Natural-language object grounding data

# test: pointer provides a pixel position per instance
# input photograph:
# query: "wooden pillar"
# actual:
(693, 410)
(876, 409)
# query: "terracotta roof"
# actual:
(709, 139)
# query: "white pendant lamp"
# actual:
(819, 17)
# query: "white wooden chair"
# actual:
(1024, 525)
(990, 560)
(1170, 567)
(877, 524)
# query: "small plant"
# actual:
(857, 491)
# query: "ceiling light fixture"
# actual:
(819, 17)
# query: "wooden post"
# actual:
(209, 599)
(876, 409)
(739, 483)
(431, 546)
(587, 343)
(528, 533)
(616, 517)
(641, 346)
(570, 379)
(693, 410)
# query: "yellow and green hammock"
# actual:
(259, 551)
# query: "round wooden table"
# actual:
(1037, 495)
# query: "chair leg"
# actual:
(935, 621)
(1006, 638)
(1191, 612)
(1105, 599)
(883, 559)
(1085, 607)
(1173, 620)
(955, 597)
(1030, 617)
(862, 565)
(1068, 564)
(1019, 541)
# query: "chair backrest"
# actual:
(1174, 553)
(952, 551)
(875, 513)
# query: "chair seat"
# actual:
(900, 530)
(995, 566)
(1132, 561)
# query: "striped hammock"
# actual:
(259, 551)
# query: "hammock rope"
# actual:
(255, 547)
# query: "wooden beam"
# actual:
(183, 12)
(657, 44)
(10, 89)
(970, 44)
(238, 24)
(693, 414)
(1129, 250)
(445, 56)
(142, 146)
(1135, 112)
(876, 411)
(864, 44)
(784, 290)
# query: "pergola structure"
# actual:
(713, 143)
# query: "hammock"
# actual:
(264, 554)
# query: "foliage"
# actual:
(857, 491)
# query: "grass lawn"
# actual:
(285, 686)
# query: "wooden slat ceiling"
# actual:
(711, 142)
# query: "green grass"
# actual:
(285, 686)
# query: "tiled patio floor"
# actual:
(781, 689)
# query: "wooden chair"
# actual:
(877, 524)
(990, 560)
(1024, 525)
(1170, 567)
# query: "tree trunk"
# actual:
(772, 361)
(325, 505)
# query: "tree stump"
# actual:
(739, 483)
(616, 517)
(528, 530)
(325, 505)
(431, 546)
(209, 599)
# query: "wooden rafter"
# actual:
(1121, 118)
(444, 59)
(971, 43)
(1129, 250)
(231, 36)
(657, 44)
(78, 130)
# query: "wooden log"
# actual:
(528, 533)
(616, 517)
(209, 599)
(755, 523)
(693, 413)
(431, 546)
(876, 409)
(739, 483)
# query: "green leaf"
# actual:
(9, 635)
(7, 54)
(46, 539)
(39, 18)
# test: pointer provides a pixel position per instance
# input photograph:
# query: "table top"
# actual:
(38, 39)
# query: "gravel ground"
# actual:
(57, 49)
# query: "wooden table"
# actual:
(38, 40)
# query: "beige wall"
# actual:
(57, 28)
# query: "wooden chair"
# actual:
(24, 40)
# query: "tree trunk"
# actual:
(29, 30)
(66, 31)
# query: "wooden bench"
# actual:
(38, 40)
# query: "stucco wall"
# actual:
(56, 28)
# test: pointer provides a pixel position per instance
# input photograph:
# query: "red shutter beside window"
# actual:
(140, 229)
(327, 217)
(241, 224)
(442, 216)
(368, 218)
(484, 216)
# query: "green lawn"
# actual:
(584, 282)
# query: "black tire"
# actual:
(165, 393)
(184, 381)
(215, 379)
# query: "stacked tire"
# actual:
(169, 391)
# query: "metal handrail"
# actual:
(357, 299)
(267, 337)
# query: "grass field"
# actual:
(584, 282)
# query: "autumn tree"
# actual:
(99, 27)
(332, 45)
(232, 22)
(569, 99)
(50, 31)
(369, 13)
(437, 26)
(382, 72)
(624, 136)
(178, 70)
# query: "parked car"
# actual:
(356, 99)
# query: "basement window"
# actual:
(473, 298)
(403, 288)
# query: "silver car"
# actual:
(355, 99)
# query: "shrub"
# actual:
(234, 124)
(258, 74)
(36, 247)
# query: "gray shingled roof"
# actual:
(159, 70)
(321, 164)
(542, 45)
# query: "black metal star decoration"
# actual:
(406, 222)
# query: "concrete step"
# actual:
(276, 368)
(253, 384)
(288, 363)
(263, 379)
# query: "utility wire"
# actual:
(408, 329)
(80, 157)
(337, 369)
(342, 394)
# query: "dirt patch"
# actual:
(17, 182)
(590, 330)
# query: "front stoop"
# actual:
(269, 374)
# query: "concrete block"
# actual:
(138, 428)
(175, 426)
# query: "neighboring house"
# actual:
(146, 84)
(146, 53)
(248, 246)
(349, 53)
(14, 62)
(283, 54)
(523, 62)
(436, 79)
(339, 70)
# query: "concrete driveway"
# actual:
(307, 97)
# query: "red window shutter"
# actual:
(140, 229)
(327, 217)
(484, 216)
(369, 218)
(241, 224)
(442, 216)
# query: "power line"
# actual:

• _TASK BRIEF_: Return the data in its entirety, exactly as given.

• _OUTPUT_:
# test: pointer provides a pixel position per instance
# input photograph:
# query: "wooden pillar"
# actual:
(693, 410)
(876, 409)
# query: "terracotta roof"
# actual:
(709, 139)
# query: "white pendant lamp"
# actual:
(819, 17)
# query: "white wooden chair"
# actual:
(1024, 525)
(990, 560)
(1170, 567)
(877, 524)
# query: "small plant"
# actual:
(857, 491)
# query: "ceiling light fixture"
# actual:
(819, 17)
# query: "wooden post"
# actual:
(209, 599)
(876, 409)
(739, 483)
(431, 546)
(587, 343)
(528, 533)
(616, 517)
(641, 346)
(570, 379)
(693, 410)
# query: "yellow and green hammock"
# actual:
(259, 551)
# query: "round wooden table"
# actual:
(1037, 495)
# query: "chair leg"
# actual:
(935, 621)
(1006, 638)
(1191, 612)
(1105, 599)
(883, 559)
(1085, 607)
(1173, 620)
(955, 597)
(1030, 617)
(862, 565)
(1068, 564)
(1019, 541)
# query: "chair backrest"
# actual:
(1174, 553)
(952, 551)
(875, 513)
# query: "chair seat"
# actual:
(900, 530)
(995, 566)
(1132, 561)
# query: "striped hammock"
# actual:
(259, 551)
# query: "hammock rope"
# actual:
(255, 547)
# query: "wooden beam"
# actual:
(183, 12)
(657, 44)
(10, 89)
(970, 44)
(238, 24)
(693, 414)
(1129, 250)
(445, 56)
(142, 146)
(1135, 112)
(876, 411)
(864, 44)
(784, 290)
# query: "pergola structure"
# actual:
(713, 143)
# query: "hammock"
# actual:
(264, 554)
# query: "foliage"
# actual:
(857, 491)
# query: "grass lawn"
# actual:
(285, 686)
# query: "wooden slat ceiling"
# actual:
(711, 142)
# query: "green grass"
# actual:
(285, 686)
# query: "tiled patio floor"
# actual:
(781, 689)
# query: "wooden chair"
# actual:
(877, 524)
(990, 560)
(1024, 525)
(1170, 567)
# query: "tree trunk"
# actual:
(772, 361)
(325, 505)
# query: "tree stump"
# actual:
(739, 483)
(616, 517)
(528, 530)
(325, 505)
(431, 546)
(209, 599)
# query: "wooden rafter"
# actual:
(1121, 118)
(444, 59)
(971, 43)
(1129, 250)
(231, 36)
(657, 44)
(78, 130)
# query: "wooden log"
# actual:
(528, 533)
(616, 517)
(209, 599)
(755, 523)
(693, 413)
(431, 546)
(876, 409)
(739, 483)
# query: "green leaf"
# actual:
(9, 635)
(7, 54)
(46, 539)
(39, 18)
# test: pointer provides a pixel position per instance
# input photograph:
# query: "table top"
# actual:
(38, 39)
# query: "gravel ground"
# actual:
(57, 49)
# query: "wooden table"
# actual:
(38, 40)
# query: "beige wall"
# actual:
(57, 28)
# query: "wooden chair"
# actual:
(24, 40)
# query: "tree trunk"
# actual:
(29, 30)
(66, 31)
# query: "wooden bench"
# actual:
(38, 40)
# query: "stucco wall"
# actual:
(56, 28)
# test: pointer provides a pixel position per instance
# input photograph:
# query: "red shutter beside window"
# actual:
(140, 229)
(327, 217)
(241, 224)
(442, 216)
(368, 218)
(484, 216)
# query: "green lawn"
# actual:
(584, 282)
# query: "black tire"
# actual:
(165, 393)
(184, 381)
(215, 379)
# query: "stacked tire"
# actual:
(169, 391)
# query: "metal handrail"
# actual:
(357, 299)
(267, 337)
# query: "grass field"
# actual:
(584, 282)
# query: "autumn tree"
# actual:
(99, 27)
(332, 45)
(232, 22)
(569, 99)
(50, 31)
(369, 13)
(437, 26)
(382, 72)
(624, 136)
(178, 70)
# query: "parked car"
# actual:
(356, 99)
# query: "basement window"
# actual:
(473, 298)
(403, 288)
# query: "silver car"
# actual:
(355, 99)
# query: "shrub"
# actual:
(234, 124)
(258, 74)
(36, 247)
# query: "gray shingled roof"
# actual:
(159, 70)
(321, 164)
(542, 45)
# query: "black metal star decoration"
# actual:
(406, 222)
# query: "concrete step"
# actual:
(276, 368)
(253, 384)
(288, 363)
(263, 379)
# query: "utility wire"
# actual:
(408, 329)
(80, 157)
(337, 369)
(342, 394)
# query: "dirt patch"
# actual:
(17, 182)
(590, 330)
# query: "front stoop"
# actual:
(269, 374)
# query: "concrete block"
# actual:
(138, 428)
(175, 426)
# query: "neighboring house"
# actual:
(146, 84)
(146, 53)
(248, 246)
(349, 53)
(14, 62)
(283, 54)
(523, 62)
(436, 79)
(339, 70)
# query: "concrete driveway"
# actual:
(307, 97)
# query: "red window shutter"
# actual:
(140, 229)
(327, 217)
(484, 216)
(369, 218)
(241, 224)
(442, 216)
# query: "power line"
# actual:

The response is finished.